> What you need to do:
• A. List every drug the Johnson & Johnson quarterly results article names within the pharmaceutical division, with the condition or use the article gives for each.
• B. Extend the article on Johnson & Johnson's quarterly results, beginning after its final sentence.

[Document extract]

Health care giant
Johnson & Johnson (
NYSE: JNJ )
recently delivered a mixed set of quarterly results that produced more
questions than answers. It's hard to be too critical of a company that
beats estimates and raises full-year guidance, but there are a few
considerations to ponder.
Yet again, the stand-out performer in the quarter was its
pharmaceutical division. However, the underlying performance in its
consumer and medical devices and diagnostics divisions contained some
warning signs. Moreover, whenever pharmaceutical stocks are analyzed the
usual approach is to estimate the future value of its pipeline, rather
than focus on current earnings. The market should do the same here.
Pharma (40.1% of sales) stands out
While it's
pleasing to see an increase in revenues of $523 million (3.1%), the
pharma division contributed $634 million of that figure. Ultimately,
pharma offset a reduction of $141 million in medical devices and
diagnostics revenues and a paltry $30 million gain from consumer
products. In other words, the non-pharma divisions (60.5% of revenues)
saw their revenues
fall by $111 million on a combined basis.
The pharma division is rapidly expanding sales of some of its newer
drugs like Stelara (psoriasis), Xarelto (anti-coagulant), Zytiga
(castration-resistant prostate cancer), and Invega Sustenna
(anti-psychotic). In fact, these drugs contributed $572 million of the
$634 million in increased sales in the pharma segment.
Going forward, Johnson & Johnson has high hopes of developing
sales of Invokana (type 2 diabetes) although it may face competition in
future for its leading treatment Remicade (rheumatoid arthritis).
Naturally, it will vigorously defend its Remicade patents, especially
given that the therapy represents 24% of its pharma sales.
Consumer products (20.5% of sales)
Operational
sales actually rose 2% (and 4% excluding divestitures), but currency
effects reduced reported growth to just 0.8%. In addition, this is the
year that Johnson & Johnson planned to reintroduce 75% of the
consumer brands that were affected by product quality issues. Indeed,
two of the affected brands, Tylenol and Motrin (painkillers), were cited
as "positive contributors" in the quarter. While their contribution is
an obvious plus, it suggests that the underlying performance within
consumer products is weak.

[/Document extract]
[Data records]

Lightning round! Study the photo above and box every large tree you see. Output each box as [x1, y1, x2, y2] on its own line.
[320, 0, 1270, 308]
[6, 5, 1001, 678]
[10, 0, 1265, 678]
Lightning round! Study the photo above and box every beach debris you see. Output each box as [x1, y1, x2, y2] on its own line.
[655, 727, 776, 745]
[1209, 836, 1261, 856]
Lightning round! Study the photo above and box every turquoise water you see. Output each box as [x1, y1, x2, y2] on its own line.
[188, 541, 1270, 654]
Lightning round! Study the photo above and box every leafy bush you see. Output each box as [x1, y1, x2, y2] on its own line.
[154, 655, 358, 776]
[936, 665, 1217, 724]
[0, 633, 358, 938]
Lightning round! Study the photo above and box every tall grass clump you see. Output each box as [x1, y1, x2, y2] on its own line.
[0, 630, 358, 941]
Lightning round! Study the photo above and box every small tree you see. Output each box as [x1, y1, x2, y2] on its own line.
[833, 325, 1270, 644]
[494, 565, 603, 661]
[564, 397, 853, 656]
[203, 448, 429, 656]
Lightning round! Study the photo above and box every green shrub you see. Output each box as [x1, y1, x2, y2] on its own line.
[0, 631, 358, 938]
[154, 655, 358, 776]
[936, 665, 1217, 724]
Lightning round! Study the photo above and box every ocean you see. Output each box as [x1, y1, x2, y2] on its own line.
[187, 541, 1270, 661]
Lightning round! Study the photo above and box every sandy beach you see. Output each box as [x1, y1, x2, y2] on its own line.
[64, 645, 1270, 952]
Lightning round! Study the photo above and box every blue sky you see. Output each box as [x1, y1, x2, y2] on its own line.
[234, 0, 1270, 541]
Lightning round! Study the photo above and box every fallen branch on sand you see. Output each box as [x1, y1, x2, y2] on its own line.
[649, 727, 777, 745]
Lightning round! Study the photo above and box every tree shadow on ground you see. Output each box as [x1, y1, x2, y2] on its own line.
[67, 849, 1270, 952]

[/Data records]

> List of answers:
• A. Stelara (psoriasis), Xarelto (anti-coagulant), Zytiga (castration-resistant prostate cancer), Invega Sustenna (anti-psychotic), Invokana (type 2 diabetes), Remicade (rheumatoid arthritis)

• B.
There was even some discussion of consumers trading down to store
brands. Frankly, this wouldn't be a surprise because the likes of
CVS and
Walgreen (
NYSE: CVS ) have
been aggressively expanding their in-store brand sales.
Moreover, the drug stores are likely to keep pushing generic versions
of pharma companies' over-the-counter (OTC) and prescription drugs.
Ultimately, growth in the consumer segment will rely on emerging
markets, as the U.S. mass market consumer remains challenged by a weak
economy.
Medical devices & diagnostics (39.4% of sales)
Orthopedics
make up a third of the division's revenues, and unfortunately they only
grew 1.1% operationally in the quarter. Despite the long-term growth
prospects coming from aging population, there is a note of caution going
forward. On the conference call, the management cited pricing
competition primarily in the trauma segment in the U.S. In addition,
pricing in U.S. orthopedics remains an issue as pricing declines of 3%,
1.5% and 4% were declared for hips, knees and spine solutions,
respectively.
Incidentally, this is pretty much in line with what
Zimmer (
NYSE: ZMH )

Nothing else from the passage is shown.